# [KETENTUAN LATIHAN]
Temukan setiap baris dalam daftar di bawah yang memuat kata "tower", lalu salin baris tersebut. Huruf besar dan kecil dibedakan.

# [KUTIPAN DAFTAR]
◇ ◇ ◇ ◇ ◇ ◇ ◇

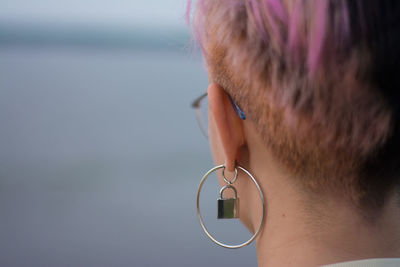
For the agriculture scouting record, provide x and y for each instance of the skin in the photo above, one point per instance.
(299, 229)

◇ ◇ ◇ ◇ ◇ ◇ ◇

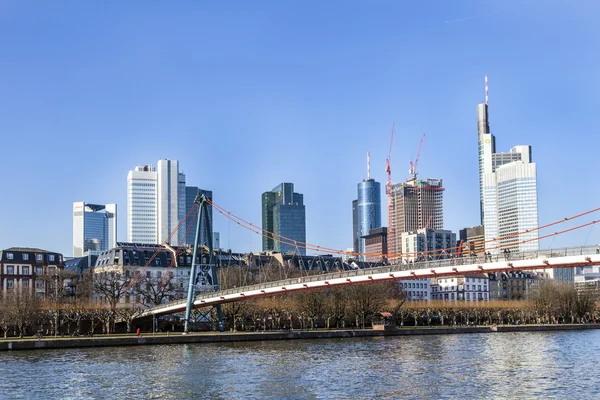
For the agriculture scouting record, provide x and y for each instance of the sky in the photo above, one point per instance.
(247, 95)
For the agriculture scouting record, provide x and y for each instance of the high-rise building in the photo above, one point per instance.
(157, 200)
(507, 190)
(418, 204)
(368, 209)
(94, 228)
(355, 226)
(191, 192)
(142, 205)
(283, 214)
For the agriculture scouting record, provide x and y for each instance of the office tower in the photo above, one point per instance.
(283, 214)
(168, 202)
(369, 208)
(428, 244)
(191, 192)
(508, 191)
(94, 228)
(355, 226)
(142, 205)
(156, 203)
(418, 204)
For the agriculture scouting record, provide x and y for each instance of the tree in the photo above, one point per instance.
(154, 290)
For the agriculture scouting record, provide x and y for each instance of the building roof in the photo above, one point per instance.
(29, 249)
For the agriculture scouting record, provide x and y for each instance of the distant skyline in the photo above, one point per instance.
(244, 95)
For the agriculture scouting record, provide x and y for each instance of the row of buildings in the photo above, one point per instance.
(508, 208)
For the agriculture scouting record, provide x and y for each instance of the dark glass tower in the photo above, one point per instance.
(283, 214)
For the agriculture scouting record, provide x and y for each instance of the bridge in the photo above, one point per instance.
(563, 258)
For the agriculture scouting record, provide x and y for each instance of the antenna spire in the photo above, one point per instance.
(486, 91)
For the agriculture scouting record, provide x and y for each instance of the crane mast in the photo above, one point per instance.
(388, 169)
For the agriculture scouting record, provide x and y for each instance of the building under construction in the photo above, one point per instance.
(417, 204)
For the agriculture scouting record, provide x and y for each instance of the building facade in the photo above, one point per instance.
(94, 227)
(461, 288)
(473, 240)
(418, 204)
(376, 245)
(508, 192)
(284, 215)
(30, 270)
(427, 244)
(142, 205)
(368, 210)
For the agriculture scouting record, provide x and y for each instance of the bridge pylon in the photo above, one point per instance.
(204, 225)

◇ ◇ ◇ ◇ ◇ ◇ ◇

# [HASIL LATIHAN]
For the agriculture scouting record, provide x and y for each instance of the office tower in the photo above, one point per instance.
For the agriculture scouting record, provide x and y for each instance of the dark glass tower in the photo above, one point per instance.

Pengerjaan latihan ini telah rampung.